__DOCUMENT EXCERPT__:
━━━━
Film Review: Les Misérables
Director: Ladj Ly
In Theaters: 01.20
I grew up in the theatre community in the ’90s, which means I’m very well acquainted with Victor Hugo’s classic story of Jean Valjean and Inspector Javert—or at least the parts of it that were set to catchy tunes. Les Misérables translates literally as The Miserable, of course, but if you think about it, Hugo’s novel could have just as aptly been titled The Marginalized.
This new film, which is up for an Academy Award for Best Foreign Language Film (and might even have stood a chance at winning in a year without Parasite), is not another retelling of Hugo’s story. However, it does take place in the suburban Parisian district of Montfermeil, where Hugo wrote the book and much of the novel’s action took place. This new film follows Stéphane (Damien Bonnard), a police officer from Cherbourg on his first day in Paris. He is assigned to ride along with Chris (Alexis Manenti) and Gwada (Djibril Zonga)—two seasoned officers who dub him “Greaser” due to his overly styled hair—and patrol the more dangerous areas of the city with confidence and no small amount of swagger. Things go very wrong while the three are pursuing a young teenaged suspect, and an incident is captured on video by a kid who is playing with his new drone. Greaser’s first day becomes a long and harrowing one, as he witnesses first-hand the racially charged tensions between the poor and those in power. He not only sees the cruelty of life in the streets, but finds himself trying to be the voice of reason in a sea of injustice and corruption.
━━━━
__STORED ROWS__:
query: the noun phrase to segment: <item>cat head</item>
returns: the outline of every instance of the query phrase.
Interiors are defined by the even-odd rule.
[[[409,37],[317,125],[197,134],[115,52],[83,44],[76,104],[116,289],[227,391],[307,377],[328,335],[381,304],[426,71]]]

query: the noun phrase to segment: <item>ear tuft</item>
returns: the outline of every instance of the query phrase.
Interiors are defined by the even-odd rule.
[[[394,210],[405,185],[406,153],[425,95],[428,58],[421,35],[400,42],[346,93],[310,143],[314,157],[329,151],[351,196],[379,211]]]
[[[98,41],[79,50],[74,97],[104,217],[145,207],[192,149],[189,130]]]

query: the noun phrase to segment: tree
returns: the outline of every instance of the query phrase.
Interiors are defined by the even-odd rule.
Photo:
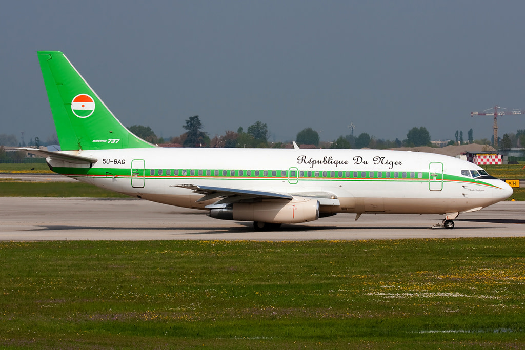
[[[253,125],[248,127],[248,133],[254,136],[254,139],[260,141],[266,142],[269,137],[268,133],[268,126],[266,123],[263,124],[259,121]]]
[[[512,142],[510,140],[510,136],[508,134],[503,135],[503,139],[501,140],[501,149],[510,150],[512,147]]]
[[[331,149],[347,149],[350,148],[350,143],[342,136],[340,136],[337,141],[333,142],[330,146]]]
[[[406,134],[406,143],[409,146],[428,146],[430,144],[430,134],[424,126],[414,127]]]
[[[191,116],[185,121],[186,124],[183,125],[186,132],[186,140],[182,145],[184,147],[200,147],[205,143],[207,134],[202,131],[202,123],[199,119],[198,115]]]
[[[242,128],[241,128],[242,129]],[[235,131],[226,130],[223,140],[224,141],[224,147],[228,149],[234,148],[237,146],[237,139],[239,137],[239,134]]]
[[[517,146],[525,148],[525,130],[519,129],[516,131],[516,138],[518,139]]]
[[[300,145],[319,144],[319,134],[311,128],[307,128],[297,133],[296,142]]]
[[[157,143],[157,136],[149,126],[135,124],[128,128],[130,131],[142,140],[151,143]]]
[[[355,148],[362,149],[363,147],[368,147],[370,143],[370,135],[365,132],[361,133],[355,139]]]

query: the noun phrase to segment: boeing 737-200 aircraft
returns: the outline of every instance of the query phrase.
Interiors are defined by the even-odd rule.
[[[153,201],[253,221],[256,230],[339,213],[446,215],[509,197],[512,188],[459,159],[377,150],[164,148],[115,118],[64,55],[38,52],[61,151],[26,149],[54,172]]]

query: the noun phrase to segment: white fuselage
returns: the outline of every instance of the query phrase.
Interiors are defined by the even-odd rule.
[[[320,211],[333,213],[461,213],[512,194],[500,180],[462,175],[462,170],[481,169],[477,165],[419,152],[158,147],[64,153],[99,160],[89,171],[86,164],[54,161],[54,168],[65,167],[57,172],[130,196],[199,209],[220,198],[197,202],[202,195],[178,185],[297,197],[321,194]]]

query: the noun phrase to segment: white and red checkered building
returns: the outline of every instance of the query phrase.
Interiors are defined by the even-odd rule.
[[[467,161],[476,165],[501,165],[503,164],[503,157],[497,152],[466,152],[465,154]]]

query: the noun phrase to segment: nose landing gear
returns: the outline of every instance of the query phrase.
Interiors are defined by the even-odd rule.
[[[433,226],[430,226],[428,228],[454,228],[454,222],[453,221],[459,215],[458,213],[453,213],[447,215],[444,219],[439,223],[436,224]]]

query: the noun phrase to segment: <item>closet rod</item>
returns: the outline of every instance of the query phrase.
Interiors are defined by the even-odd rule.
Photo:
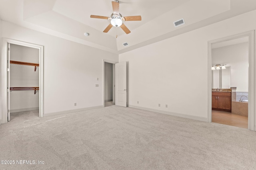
━━━━
__EXERCISE GOAL__:
Continue the Les Misérables film review past its final sentence.

__TASK ANSWER__:
Director and co-writer Ladj Ly (who grew up in Montfermeil) is passionate about his subject and makes good use of his background in documentaries to give the film a touch of the cinéma vérité style. With Les Misérables, he establishes himself as an exciting talent. The film has echoes of a film such as Training Day, but makes strong and pointed parallels between Hugo’s work and today’s problems of poverty, gangs, violence and police brutality. It’s an engrossing and unflinching look at the lives of the unfortunate and oppressed in society, and a searing commentary on how easily “peacekeeping” can devolve into a match thrown into a powder keg.
The cast is excellent all around, with Bonnard giving a great, low-key performance as Greaser, and young Issa Perica is haunting as a boy caught up in the middle of the various struggles. However, it’s Almamy Kanouté as Salah, a restaurant owner and respected figure in the local Muslim community, whose intensity and dignity make perhaps the strongest impression.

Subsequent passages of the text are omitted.